Starting with the line below that holds "Find the boy's" and stopping after the line that holds "Find the snow-capped", transcribe the lines exactly, leaving out all pictures.

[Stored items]
-------------------------
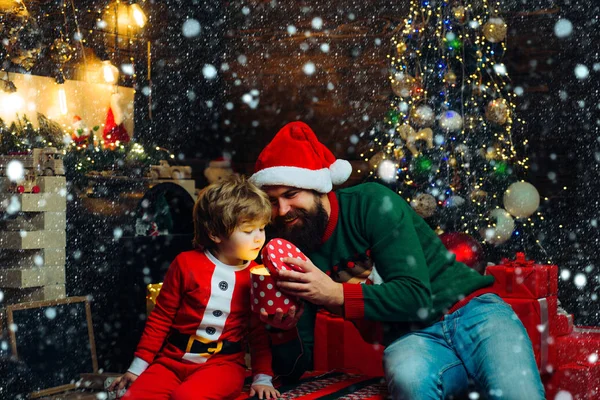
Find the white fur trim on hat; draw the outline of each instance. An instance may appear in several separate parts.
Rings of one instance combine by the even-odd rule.
[[[298,167],[265,168],[252,175],[250,182],[258,187],[283,185],[300,189],[312,189],[319,193],[329,193],[333,188],[331,171],[328,168],[317,170]]]
[[[331,183],[340,185],[350,177],[352,165],[348,161],[338,158],[329,166],[329,171],[331,172]]]

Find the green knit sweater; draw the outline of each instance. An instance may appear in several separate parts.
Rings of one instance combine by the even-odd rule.
[[[326,240],[307,256],[343,283],[346,319],[382,323],[383,344],[433,324],[458,300],[493,283],[492,276],[456,261],[412,207],[385,186],[365,183],[329,199]],[[374,284],[356,284],[362,282]],[[298,324],[305,357],[312,352],[315,313],[307,305]]]

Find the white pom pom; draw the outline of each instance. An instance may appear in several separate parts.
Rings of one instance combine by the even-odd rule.
[[[331,183],[340,185],[350,177],[352,165],[346,160],[338,159],[329,166],[329,173],[331,174]]]

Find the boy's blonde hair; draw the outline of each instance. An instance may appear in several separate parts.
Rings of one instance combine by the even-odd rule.
[[[232,175],[204,188],[194,205],[194,247],[215,246],[210,235],[229,237],[244,222],[271,221],[265,192],[243,176]]]

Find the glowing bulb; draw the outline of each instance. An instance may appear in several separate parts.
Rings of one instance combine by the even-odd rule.
[[[131,7],[131,14],[133,15],[133,19],[135,20],[135,23],[140,28],[143,28],[144,25],[146,25],[146,21],[148,21],[148,18],[146,18],[146,14],[144,14],[142,7],[140,7],[139,4],[132,4],[130,7]]]
[[[116,83],[119,79],[119,70],[110,61],[102,61],[102,75],[106,83]]]
[[[25,100],[17,93],[11,93],[8,96],[2,96],[2,110],[7,114],[14,114],[21,111],[25,105]]]
[[[60,113],[62,115],[67,115],[67,94],[65,93],[65,88],[60,85],[58,88],[58,105],[60,106]]]

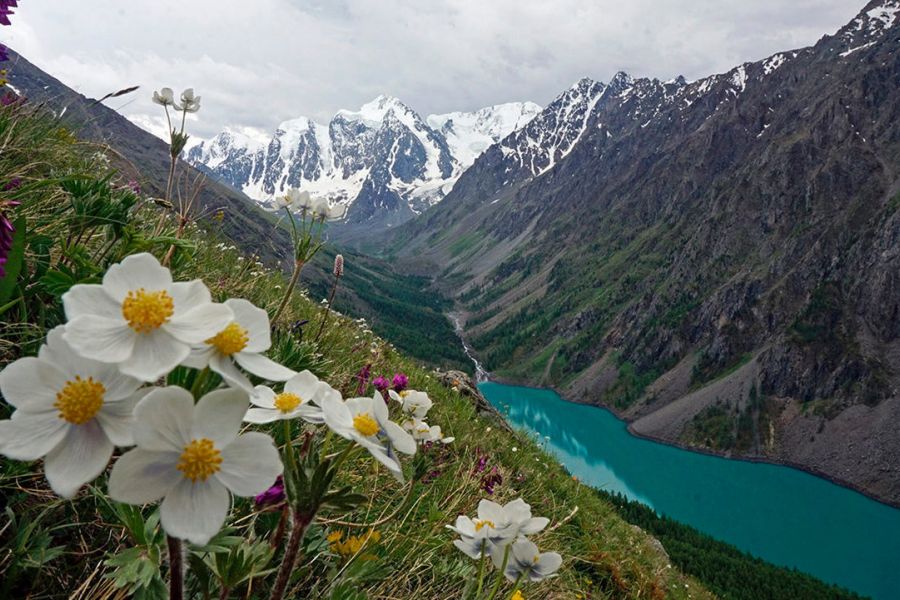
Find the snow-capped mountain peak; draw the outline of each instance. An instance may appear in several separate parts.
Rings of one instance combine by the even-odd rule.
[[[439,202],[486,148],[540,110],[511,102],[422,119],[381,95],[327,125],[297,117],[262,138],[227,129],[187,159],[260,202],[300,187],[350,205],[350,222],[396,224]]]

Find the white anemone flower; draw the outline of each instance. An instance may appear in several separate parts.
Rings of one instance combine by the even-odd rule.
[[[287,380],[284,391],[276,394],[275,390],[258,385],[250,395],[251,408],[244,415],[247,423],[271,423],[285,419],[303,419],[307,423],[319,425],[325,422],[322,414],[322,398],[329,395],[338,401],[341,394],[336,389],[309,371],[300,371]]]
[[[158,92],[154,91],[153,101],[160,106],[175,106],[175,92],[169,87],[164,87]]]
[[[322,398],[325,424],[339,436],[356,442],[368,450],[401,483],[403,469],[394,450],[416,453],[416,441],[402,427],[388,419],[387,404],[376,392],[372,398]]]
[[[132,411],[141,382],[115,365],[78,356],[63,326],[47,335],[37,357],[0,371],[0,392],[16,411],[0,421],[0,453],[44,457],[53,491],[71,498],[106,468],[113,446],[130,446]]]
[[[481,500],[475,519],[460,515],[456,524],[447,525],[447,528],[460,535],[461,539],[453,542],[457,548],[472,558],[480,558],[482,548],[493,552],[494,548],[505,547],[518,536],[541,531],[549,522],[544,517],[533,518],[531,507],[521,498],[503,506]]]
[[[111,266],[102,284],[72,286],[63,305],[69,319],[63,337],[75,352],[142,381],[168,374],[192,345],[233,319],[230,308],[212,302],[202,281],[173,283],[147,253]]]
[[[307,211],[312,208],[313,200],[309,192],[301,192],[299,188],[290,188],[283,195],[275,197],[274,210],[283,210],[285,208],[291,210]]]
[[[287,381],[296,375],[295,371],[262,354],[272,346],[266,311],[241,298],[231,298],[224,304],[231,309],[234,320],[202,344],[194,346],[184,365],[195,369],[208,366],[228,385],[243,388],[248,394],[253,391],[253,384],[235,363],[269,381]]]
[[[425,392],[404,390],[398,393],[394,390],[390,390],[388,394],[390,394],[391,398],[400,403],[400,410],[403,411],[404,415],[414,419],[424,419],[425,416],[428,415],[428,411],[431,410],[431,407],[434,405],[431,398],[429,398],[428,394]]]
[[[255,496],[282,472],[271,437],[238,434],[246,411],[242,390],[216,390],[194,405],[180,387],[156,388],[134,410],[137,447],[113,465],[110,497],[127,504],[163,498],[166,533],[207,543],[225,522],[229,492]]]
[[[503,556],[507,550],[494,546],[491,560],[498,569],[503,566]],[[503,574],[510,581],[540,581],[553,577],[562,565],[562,556],[557,552],[541,552],[529,539],[519,538],[509,548],[509,556]]]
[[[181,110],[189,113],[200,110],[200,96],[194,95],[194,88],[188,88],[181,92]]]
[[[403,429],[408,431],[414,440],[423,444],[428,442],[449,444],[456,439],[454,437],[444,437],[440,425],[429,426],[425,421],[415,418],[404,421]]]

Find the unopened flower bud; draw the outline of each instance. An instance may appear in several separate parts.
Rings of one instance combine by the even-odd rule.
[[[344,255],[338,254],[334,257],[334,276],[335,277],[343,277],[344,276]]]

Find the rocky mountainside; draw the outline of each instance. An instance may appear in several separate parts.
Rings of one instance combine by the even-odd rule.
[[[396,233],[496,375],[900,503],[900,1],[690,83],[579,81]]]
[[[271,138],[224,131],[187,158],[259,201],[300,187],[348,204],[350,226],[396,225],[439,202],[482,151],[539,111],[522,102],[422,119],[379,96],[327,125],[285,121]]]

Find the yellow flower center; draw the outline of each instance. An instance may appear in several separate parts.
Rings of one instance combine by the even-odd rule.
[[[516,590],[516,593],[512,595],[512,598],[509,600],[525,600],[525,596],[522,595],[522,592]]]
[[[475,519],[475,531],[481,531],[481,529],[483,527],[490,527],[491,529],[496,529],[496,526],[494,525],[493,521],[490,521],[488,519],[484,519],[483,521],[481,519]]]
[[[378,421],[373,419],[369,413],[360,413],[353,417],[353,427],[366,437],[375,435],[381,429]]]
[[[401,398],[406,398],[407,396],[409,396],[409,390],[403,390],[402,392],[400,392]]]
[[[289,413],[303,404],[303,398],[291,392],[282,392],[275,396],[275,408],[283,413]]]
[[[246,348],[249,341],[246,329],[237,323],[229,323],[225,329],[206,340],[206,343],[215,346],[222,354],[231,356]]]
[[[138,333],[150,333],[168,321],[175,312],[172,296],[165,290],[131,290],[122,302],[122,316]]]
[[[73,425],[83,425],[94,418],[103,406],[103,394],[106,388],[93,377],[82,379],[76,375],[74,380],[67,381],[62,391],[56,394],[54,408],[59,411],[59,418]]]
[[[200,438],[191,440],[191,443],[184,447],[178,461],[178,470],[184,473],[185,479],[196,483],[198,479],[206,481],[210,475],[218,473],[221,464],[222,453],[216,449],[212,440]]]

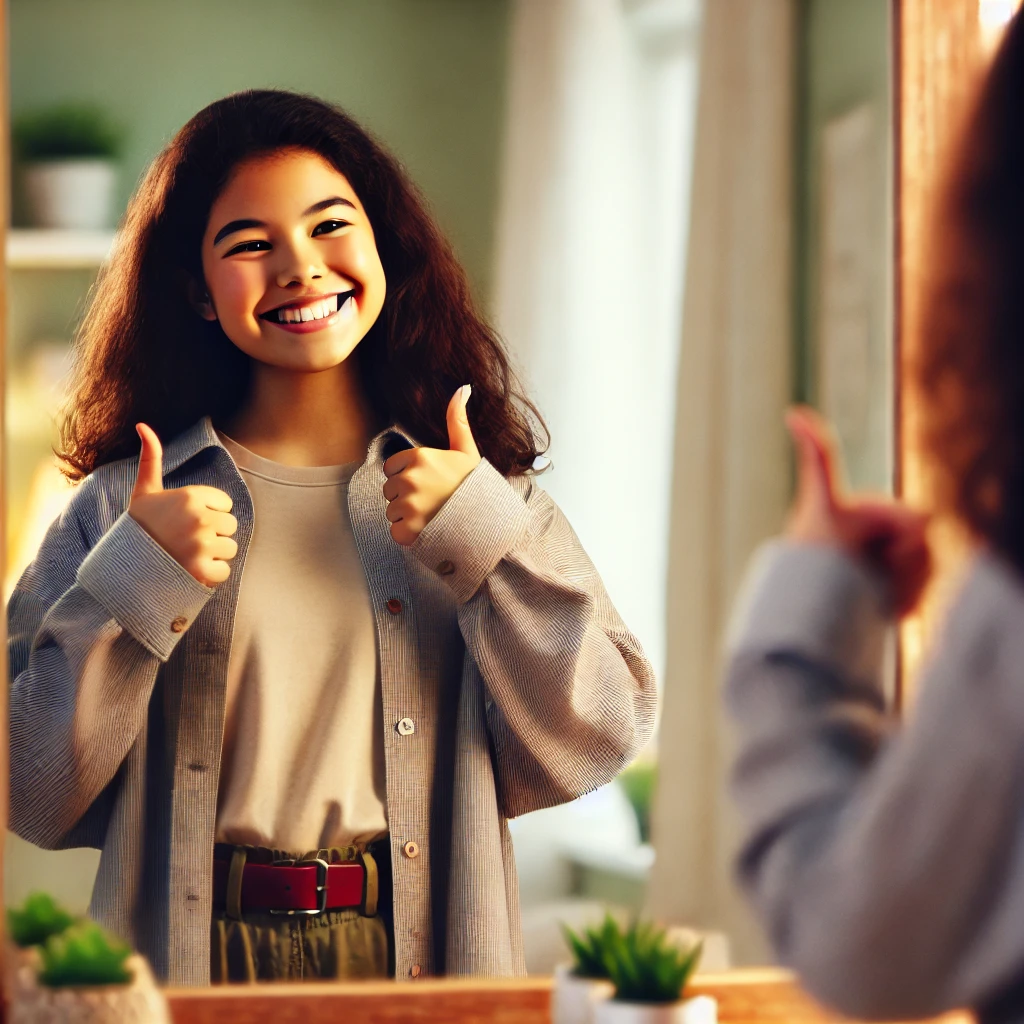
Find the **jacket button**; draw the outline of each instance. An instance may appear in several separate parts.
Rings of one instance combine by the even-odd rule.
[[[409,968],[409,977],[410,978],[418,978],[422,973],[423,973],[423,968],[420,967],[419,964],[413,964],[412,967]]]
[[[455,563],[449,562],[446,558],[443,562],[440,562],[437,566],[438,576],[451,576],[455,572]]]
[[[405,844],[405,846],[402,847],[402,853],[404,853],[406,855],[406,857],[409,858],[409,860],[415,859],[416,857],[418,857],[420,855],[420,845],[419,845],[419,843],[414,843],[410,839],[409,842],[407,842]]]
[[[392,615],[397,615],[402,610],[402,602],[397,597],[393,597],[388,601],[387,609]]]
[[[416,731],[416,723],[411,718],[403,718],[398,723],[398,731],[402,736],[411,736]]]
[[[184,632],[185,627],[188,625],[188,619],[183,615],[179,615],[176,619],[171,622],[171,632],[181,633]]]

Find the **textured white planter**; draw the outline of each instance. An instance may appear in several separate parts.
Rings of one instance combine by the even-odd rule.
[[[90,230],[111,226],[117,168],[109,160],[46,160],[23,169],[36,227]]]
[[[577,978],[568,965],[556,967],[551,1020],[553,1024],[594,1024],[594,1007],[614,991],[610,981]]]
[[[9,1024],[171,1024],[167,1001],[149,965],[138,954],[128,958],[127,985],[47,988],[36,979],[38,953],[21,950],[9,992]]]
[[[718,1004],[711,996],[679,1003],[620,1003],[614,999],[594,1008],[594,1024],[717,1024]]]

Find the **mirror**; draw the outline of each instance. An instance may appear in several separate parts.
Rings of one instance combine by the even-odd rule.
[[[560,922],[606,906],[706,933],[706,967],[765,962],[730,880],[715,658],[788,500],[788,402],[835,419],[852,482],[891,485],[889,0],[9,8],[14,121],[86,99],[123,144],[93,228],[39,227],[44,186],[14,161],[5,595],[71,493],[50,451],[69,340],[146,166],[232,91],[338,102],[405,164],[507,339],[551,428],[537,483],[662,689],[621,782],[512,823],[527,967],[550,973]],[[5,901],[83,912],[98,863],[9,835]]]

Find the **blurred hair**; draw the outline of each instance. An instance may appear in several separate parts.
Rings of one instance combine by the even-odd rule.
[[[1024,17],[1007,28],[935,211],[913,378],[935,498],[1024,570]]]
[[[385,422],[447,447],[445,410],[473,385],[480,452],[522,473],[547,443],[495,332],[476,312],[465,274],[397,161],[346,113],[311,96],[250,90],[201,110],[153,161],[125,212],[90,296],[57,455],[73,479],[133,455],[135,424],[164,440],[203,415],[244,403],[251,363],[192,308],[202,282],[210,208],[242,161],[280,150],[318,153],[366,209],[387,280],[377,322],[356,349],[367,396]]]

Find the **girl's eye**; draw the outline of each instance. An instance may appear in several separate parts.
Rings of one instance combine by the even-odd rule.
[[[325,220],[322,224],[317,224],[317,226],[313,228],[313,237],[315,238],[318,234],[327,234],[331,231],[337,231],[338,228],[347,228],[349,223],[350,222],[347,220]],[[321,228],[324,230],[321,231]]]
[[[268,249],[270,248],[269,242],[264,241],[262,238],[254,238],[251,242],[242,242],[241,245],[236,245],[234,249],[229,250],[224,255],[234,256],[236,252],[260,252],[261,250],[256,248],[257,245],[265,245]]]

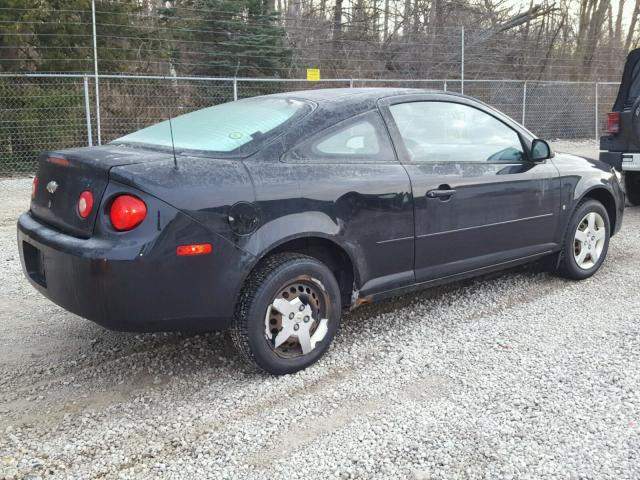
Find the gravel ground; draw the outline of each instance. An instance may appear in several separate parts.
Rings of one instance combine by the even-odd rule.
[[[0,181],[0,478],[640,478],[640,209],[601,271],[535,269],[348,315],[312,368],[225,333],[124,334],[23,279]]]
[[[587,158],[599,157],[599,146],[592,140],[552,140],[551,146],[554,150],[563,153],[582,155]]]

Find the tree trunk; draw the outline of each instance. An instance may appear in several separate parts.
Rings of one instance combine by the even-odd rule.
[[[625,0],[618,1],[618,16],[616,17],[616,26],[613,31],[616,45],[622,45],[622,17],[624,13]]]
[[[264,3],[267,13],[273,13],[276,11],[276,0],[265,0]]]
[[[593,14],[589,18],[586,36],[584,37],[584,43],[582,45],[584,52],[582,57],[583,78],[588,78],[592,73],[593,58],[605,26],[608,6],[609,2],[606,0],[600,0],[600,3],[598,3],[598,0],[595,0],[593,3]]]
[[[413,20],[411,22],[412,31],[417,33],[420,30],[420,0],[414,0],[413,11],[411,13],[413,14]]]
[[[287,17],[296,18],[300,13],[300,0],[289,0]]]
[[[384,38],[386,40],[389,37],[389,0],[384,0]]]
[[[631,42],[633,42],[633,36],[636,32],[636,24],[638,23],[638,14],[640,14],[640,0],[636,0],[636,5],[633,7],[631,22],[629,23],[629,31],[627,32],[627,39],[624,42],[625,52],[628,52],[631,48]]]
[[[336,5],[333,8],[333,48],[334,50],[337,50],[341,38],[342,38],[342,0],[336,0]]]
[[[373,18],[371,22],[371,28],[376,39],[380,38],[380,12],[378,10],[378,0],[373,0]]]
[[[404,22],[402,30],[405,35],[411,32],[411,0],[404,0]]]

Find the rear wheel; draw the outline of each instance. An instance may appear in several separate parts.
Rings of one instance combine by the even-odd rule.
[[[640,205],[640,172],[625,172],[624,190],[631,205]]]
[[[567,227],[558,272],[582,280],[598,271],[609,248],[610,223],[604,206],[597,200],[582,201]]]
[[[324,354],[340,316],[340,289],[329,268],[306,255],[276,254],[243,287],[231,337],[249,363],[283,375]]]

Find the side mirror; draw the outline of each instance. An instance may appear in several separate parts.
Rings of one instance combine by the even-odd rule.
[[[531,160],[534,162],[541,162],[547,158],[551,158],[553,153],[551,147],[547,142],[536,138],[531,144]]]

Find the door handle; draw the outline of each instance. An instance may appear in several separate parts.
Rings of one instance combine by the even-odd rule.
[[[441,199],[447,199],[452,197],[453,195],[456,194],[456,191],[452,188],[449,189],[436,189],[436,190],[429,190],[427,192],[427,197],[428,198],[441,198]]]

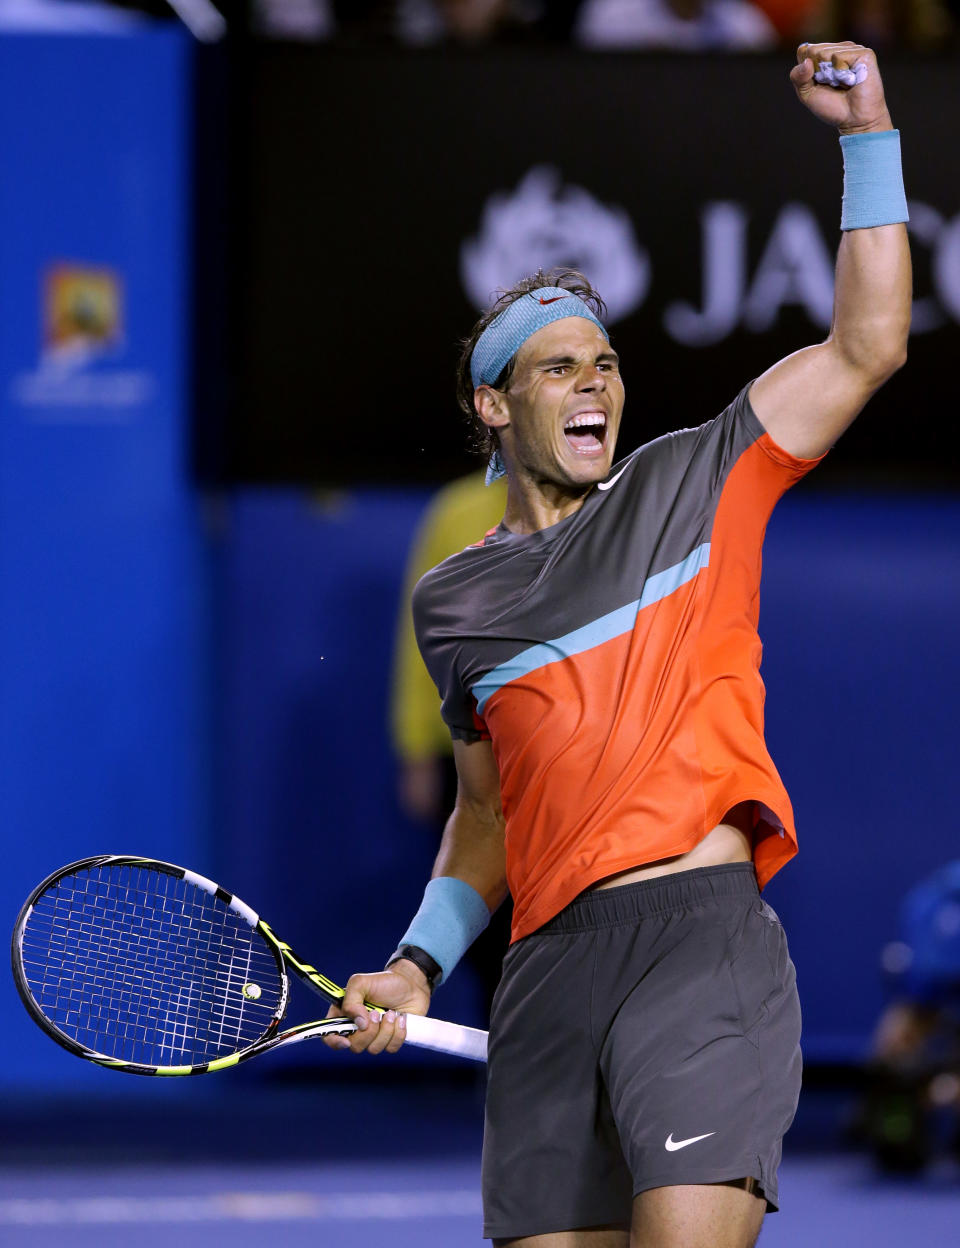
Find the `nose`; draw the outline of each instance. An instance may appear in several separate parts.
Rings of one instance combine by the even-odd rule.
-------------------------
* YOUR RESPONSE
Find the boy's blonde hair; draw the outline of each instance. An instance may appear in several separate parts.
Rings of one instance combine by the even-odd rule.
[[[232,175],[204,188],[194,205],[194,247],[215,246],[210,235],[229,237],[244,222],[271,221],[265,192],[243,176]]]

Find the glowing bulb; draw the outline of each instance. An instance may appear in several separate parts.
Rings of one instance combine by the even-odd rule.
[[[131,7],[131,14],[133,15],[133,19],[135,20],[135,23],[140,28],[143,28],[144,25],[146,25],[146,21],[148,21],[148,18],[146,18],[146,14],[144,14],[142,7],[140,7],[139,4],[132,4],[130,7]]]
[[[116,83],[119,79],[119,70],[110,61],[102,61],[102,75],[106,83]]]
[[[25,100],[17,93],[11,93],[8,96],[2,96],[2,110],[7,114],[14,114],[21,111],[25,105]]]
[[[60,113],[62,115],[67,115],[67,94],[65,93],[65,88],[60,85],[58,88],[58,105],[60,106]]]

Find the snow-capped mountain peak; draw the outline of each instance. An instance may appear in several separate parts.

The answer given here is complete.